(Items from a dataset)

######

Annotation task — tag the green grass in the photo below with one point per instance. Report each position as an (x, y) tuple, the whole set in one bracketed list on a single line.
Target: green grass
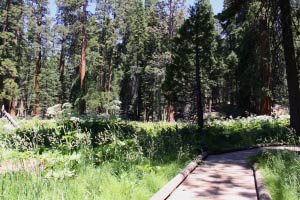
[(281, 172), (115, 159), (89, 183)]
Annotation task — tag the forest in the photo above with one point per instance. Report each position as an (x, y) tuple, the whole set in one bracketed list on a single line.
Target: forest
[(150, 60), (110, 99)]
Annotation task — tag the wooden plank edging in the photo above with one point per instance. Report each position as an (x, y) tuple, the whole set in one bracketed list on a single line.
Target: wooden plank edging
[(167, 190)]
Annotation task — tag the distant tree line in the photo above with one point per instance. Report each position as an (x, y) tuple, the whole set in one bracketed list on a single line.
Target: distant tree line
[(150, 60)]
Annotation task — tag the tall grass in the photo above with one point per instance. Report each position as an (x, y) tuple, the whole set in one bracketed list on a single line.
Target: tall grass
[(101, 182), (281, 172), (114, 159)]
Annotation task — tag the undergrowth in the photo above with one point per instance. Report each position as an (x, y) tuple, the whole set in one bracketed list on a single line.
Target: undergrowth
[(281, 172), (115, 159)]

######

> _Instructions for the task_
Could you reproduce the lines above, from the one that holds "Target: tall grass" through the last, exactly as they stand?

> _Problem solution_
Target: tall grass
[(101, 182), (281, 172), (114, 159)]
Annotation task — tag the undergrowth in the photo above with one point per instance. Report each position as an (x, y) tuple, the whole set in one bracketed list on a single line.
Target: undergrowth
[(281, 172), (115, 159)]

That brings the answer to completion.